• _EXTRAIT SOURCE_
>>

Jean-Luc Mano : Il n'y a pas de règle intangible : un candidat peut reconnaître une ou des erreurs, mais Eva Joly reconnaît ici que l'erreur, c'est elle, ce qui est totalement contre-productif. En disant cela elle avoue ne pas savoir pratiquer la politique. Cela ne peut pas donner envie (même aux plus déterminés) de voter pour elle puisqu'elle admet qu'elle n'est pas le bon choix.

Ce qui est sûr, c'est qu'il y a une certaine cohérence dans la campagne d'Eva Joly : tout est baroque ! Et cela depuis le début : les Verts ont choisi la plus mauvaise candidate possible, qui fait la plus mauvaise campagne possible. De plus, ils ont mis en place la plus mauvaise stratégie qui consistait à appeler les électeurs à voter pour eux afin de constituer un parti de poids. Puis ils ont finalement conclu un accord préalable avec le PS. Ils avaient déjà pris les dividendes avant de faire l'investissement.

En ces temps de crise où les français ont besoin de quelqu'un d'extraordinaire pour venir à bout de leurs préoccupations, est-ce une bonne stratégie de communication politique de se montrer semblable à ses électeurs ?

Le principe de l'élection, c'est qu'on cherche quelqu'un qui n'est pas fondamentalement différent de soi mais mieux que soi : c'est une sélection. On cherche à élire celui qui a les qualités d'engagement, de disponibilité, pour nous représenter, pour parler, etc... que nous n'avons pas. On choisit toujours celui dont on imagine qu'il a des aptitudes supérieures aux nôtres.

Montrer une certaine humanité peut être d'avouer avoir certaines faiblesses, tant que ces dernières ne sont pas constitutives de sa personne. Ce sont en fait des moments de faiblesse qu'il faut avouer. Cela n'enlève en rien le côté extraordinaire du politique.

<<

• _DONNÉES SOURCES_
>>

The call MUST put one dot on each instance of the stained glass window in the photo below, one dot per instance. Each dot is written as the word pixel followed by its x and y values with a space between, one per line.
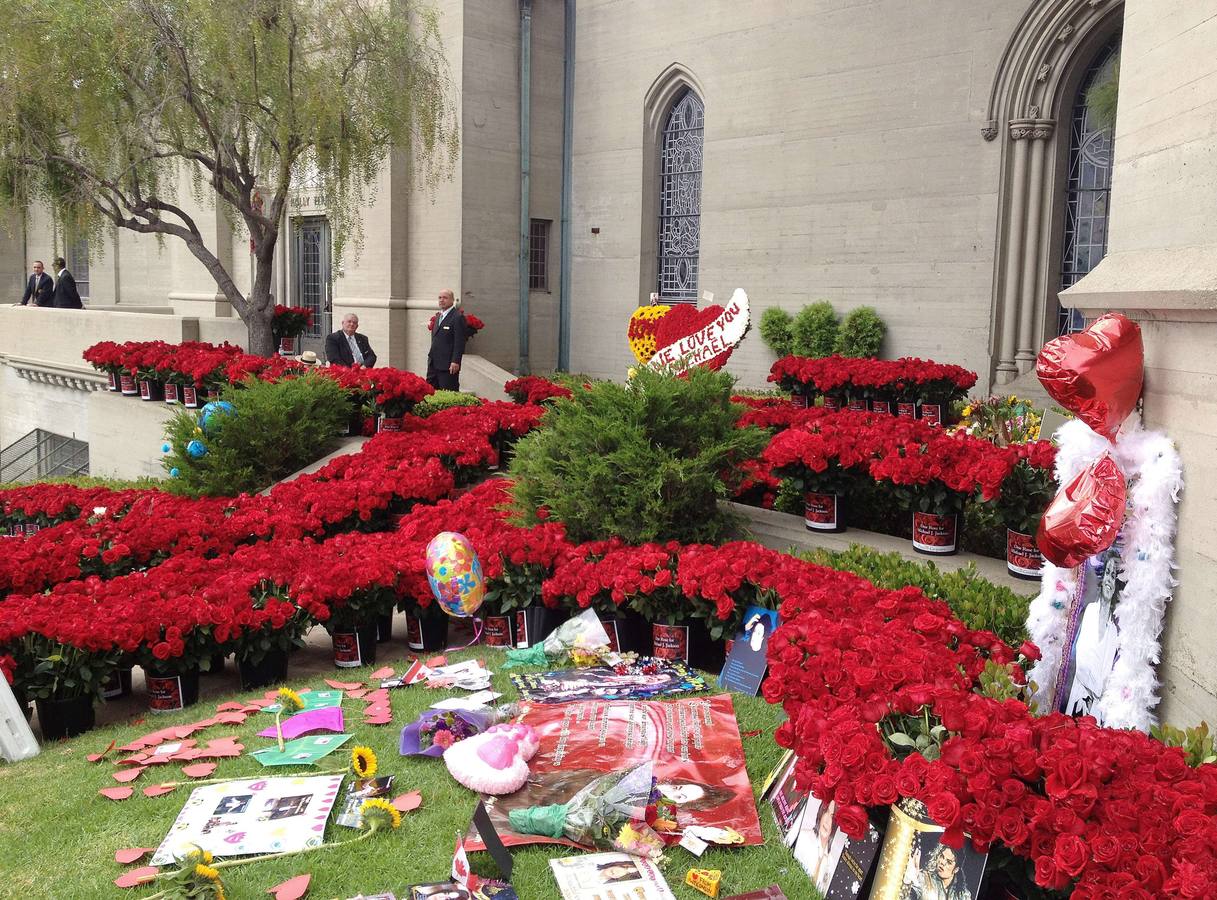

<<

• _CONSIGNE A_
Recopiez un passage de l'extrait sur la campagne d'Eva Joly en commençant aux mots "Le principe de" et en vous arrêtant après "supérieures aux nôtres.".
• _CONSIGNE B_
Rédigez la suite de l'extrait sur la campagne d'Eva Joly à partir de sa dernière phrase.

• _RÉSULTAT ATTENDU A_
Le principe de l'élection, c'est qu'on cherche quelqu'un qui n'est pas fondamentalement différent de soi mais mieux que soi : c'est une sélection. On cherche à élire celui qui a les qualités d'engagement, de disponibilité, pour nous représenter, pour parler, etc... que nous n'avons pas. On choisit toujours celui dont on imagine qu'il a des aptitudes supérieures aux nôtres.

• _RÉSULTAT ATTENDU B_
Dans l'émission des "Paroles et des Actes" diffusée le 6 mars sur France 2, Nicolas Sarkozy est revenu sur les erreurs de son mandat : le Fouquet's, "casse-toi pauv' con", la tentative de nomination de son fils à la tête de l'Epad, etc. Le mea culpa de Nicolas Sarkozy diffère-t-il de celui d'Eva Joly ?

Qu'un politique reconnaisse des erreurs dans son magistère, mandat ou mandat électif, c'est utile et nécessaire. Nicolas Sarkozy l'a fait un peu tard dans la campagne mais il n'avait plus le choix. Quand l'erreur est admise par tous, qu'elle est de notoriété publique, vous ne pouvez plus prétendre au fait que ce n'était pas une erreur au risque d'être accusé d'autisme, de superbe ou d'arrogance.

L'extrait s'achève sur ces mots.